▶ [Exercise]:
Quote the lines below verbatim, from the one containing "# trace the outline of every instance of the broken" through the one containing "48), (0, 110)]", including both of those lines.

▶ [Data for processing]:
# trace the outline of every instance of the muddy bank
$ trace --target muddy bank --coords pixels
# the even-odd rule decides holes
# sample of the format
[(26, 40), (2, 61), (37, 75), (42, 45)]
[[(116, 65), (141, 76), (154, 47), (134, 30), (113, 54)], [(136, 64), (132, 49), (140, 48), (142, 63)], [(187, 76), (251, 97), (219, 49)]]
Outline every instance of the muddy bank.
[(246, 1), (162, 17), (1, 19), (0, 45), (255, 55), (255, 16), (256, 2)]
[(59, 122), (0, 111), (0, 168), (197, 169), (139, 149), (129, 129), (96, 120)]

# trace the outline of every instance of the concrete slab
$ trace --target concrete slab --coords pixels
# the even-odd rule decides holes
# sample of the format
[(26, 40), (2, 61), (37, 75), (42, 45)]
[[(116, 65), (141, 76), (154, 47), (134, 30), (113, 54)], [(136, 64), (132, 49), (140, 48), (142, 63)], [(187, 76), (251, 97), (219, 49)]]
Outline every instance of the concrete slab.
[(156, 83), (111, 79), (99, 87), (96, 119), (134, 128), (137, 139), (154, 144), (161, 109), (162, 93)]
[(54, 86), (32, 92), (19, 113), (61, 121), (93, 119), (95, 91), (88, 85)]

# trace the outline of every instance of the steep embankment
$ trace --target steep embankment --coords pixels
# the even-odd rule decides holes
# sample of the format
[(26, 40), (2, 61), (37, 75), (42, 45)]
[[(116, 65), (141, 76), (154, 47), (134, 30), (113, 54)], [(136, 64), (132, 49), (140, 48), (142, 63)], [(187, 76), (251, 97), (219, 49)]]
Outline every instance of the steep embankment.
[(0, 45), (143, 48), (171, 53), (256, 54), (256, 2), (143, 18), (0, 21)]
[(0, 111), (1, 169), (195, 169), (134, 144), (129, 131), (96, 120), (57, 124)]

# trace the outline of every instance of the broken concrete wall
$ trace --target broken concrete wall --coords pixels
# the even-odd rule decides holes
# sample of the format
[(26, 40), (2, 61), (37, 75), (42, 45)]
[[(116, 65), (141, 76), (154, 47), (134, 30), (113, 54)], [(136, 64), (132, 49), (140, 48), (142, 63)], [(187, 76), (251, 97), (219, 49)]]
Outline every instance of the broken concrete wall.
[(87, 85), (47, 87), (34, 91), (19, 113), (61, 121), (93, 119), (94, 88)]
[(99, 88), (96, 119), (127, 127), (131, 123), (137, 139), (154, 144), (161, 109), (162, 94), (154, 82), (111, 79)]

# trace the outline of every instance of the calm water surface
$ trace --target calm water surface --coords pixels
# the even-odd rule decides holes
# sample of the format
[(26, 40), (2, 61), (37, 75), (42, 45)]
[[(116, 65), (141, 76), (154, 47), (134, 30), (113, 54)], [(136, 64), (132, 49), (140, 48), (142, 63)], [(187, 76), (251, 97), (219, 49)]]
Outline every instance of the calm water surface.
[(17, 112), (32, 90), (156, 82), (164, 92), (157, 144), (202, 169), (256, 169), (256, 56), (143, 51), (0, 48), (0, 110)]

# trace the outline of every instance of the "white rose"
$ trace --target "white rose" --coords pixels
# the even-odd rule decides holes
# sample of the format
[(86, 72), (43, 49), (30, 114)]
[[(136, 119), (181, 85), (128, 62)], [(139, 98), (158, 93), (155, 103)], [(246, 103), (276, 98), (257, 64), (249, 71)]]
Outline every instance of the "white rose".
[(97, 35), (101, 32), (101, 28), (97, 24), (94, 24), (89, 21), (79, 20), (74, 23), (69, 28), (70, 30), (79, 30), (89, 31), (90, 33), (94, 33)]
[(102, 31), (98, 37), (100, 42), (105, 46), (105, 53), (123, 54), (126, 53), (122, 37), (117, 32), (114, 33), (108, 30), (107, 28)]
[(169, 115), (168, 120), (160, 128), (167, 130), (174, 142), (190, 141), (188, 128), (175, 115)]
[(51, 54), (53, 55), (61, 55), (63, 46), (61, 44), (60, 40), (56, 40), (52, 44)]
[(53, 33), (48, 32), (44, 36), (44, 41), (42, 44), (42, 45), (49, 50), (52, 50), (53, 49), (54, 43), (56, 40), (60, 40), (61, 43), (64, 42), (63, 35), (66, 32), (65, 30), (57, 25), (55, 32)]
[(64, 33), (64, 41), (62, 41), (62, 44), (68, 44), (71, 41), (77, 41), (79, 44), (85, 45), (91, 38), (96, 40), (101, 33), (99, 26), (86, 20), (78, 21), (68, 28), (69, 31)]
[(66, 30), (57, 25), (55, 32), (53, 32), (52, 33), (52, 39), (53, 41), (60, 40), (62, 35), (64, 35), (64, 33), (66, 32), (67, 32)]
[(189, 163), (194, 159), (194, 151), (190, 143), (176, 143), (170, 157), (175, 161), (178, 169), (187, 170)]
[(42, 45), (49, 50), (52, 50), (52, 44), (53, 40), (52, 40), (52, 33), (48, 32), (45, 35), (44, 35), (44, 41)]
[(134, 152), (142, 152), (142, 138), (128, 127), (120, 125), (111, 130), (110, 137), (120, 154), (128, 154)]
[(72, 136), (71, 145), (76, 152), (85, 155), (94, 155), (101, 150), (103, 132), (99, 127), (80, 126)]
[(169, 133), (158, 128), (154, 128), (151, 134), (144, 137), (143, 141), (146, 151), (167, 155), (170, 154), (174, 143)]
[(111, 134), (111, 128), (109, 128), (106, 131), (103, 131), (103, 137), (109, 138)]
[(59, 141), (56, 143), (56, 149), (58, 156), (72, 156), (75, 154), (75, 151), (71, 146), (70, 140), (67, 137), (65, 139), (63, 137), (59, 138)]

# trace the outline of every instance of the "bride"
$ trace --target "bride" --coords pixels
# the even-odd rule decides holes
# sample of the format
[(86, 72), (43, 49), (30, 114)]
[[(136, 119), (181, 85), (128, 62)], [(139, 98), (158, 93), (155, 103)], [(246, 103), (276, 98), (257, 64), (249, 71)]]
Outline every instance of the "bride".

▶ [Task answer]:
# trace the outline of every instance of the broken concrete wall
$ trace --target broken concrete wall --coords pixels
# the even-odd rule decides holes
# sample of the format
[(26, 40), (2, 61), (37, 75), (42, 45)]
[[(116, 65), (141, 76), (154, 47), (134, 30), (113, 54)], [(136, 64), (132, 49), (140, 48), (142, 63)], [(187, 76), (251, 97), (219, 49)]]
Outline every instance of the broken concrete wall.
[(87, 85), (47, 87), (34, 91), (19, 113), (61, 121), (93, 119), (94, 88)]
[(99, 88), (96, 119), (127, 127), (131, 123), (137, 139), (154, 144), (161, 109), (162, 94), (154, 82), (111, 79)]

# trace the outline of every instance of the calm water surface
$ trace --target calm water surface --coords pixels
# the even-odd rule decides holes
# sample of the format
[(26, 40), (2, 61), (37, 75), (42, 45)]
[[(116, 65), (141, 76), (154, 47), (134, 30), (113, 54)], [(136, 64), (132, 49), (140, 48), (142, 63)], [(187, 76), (251, 97), (219, 49)]]
Outline every instance of the calm water surface.
[(17, 112), (32, 90), (156, 82), (164, 92), (157, 144), (202, 169), (256, 169), (256, 56), (143, 51), (0, 48), (0, 110)]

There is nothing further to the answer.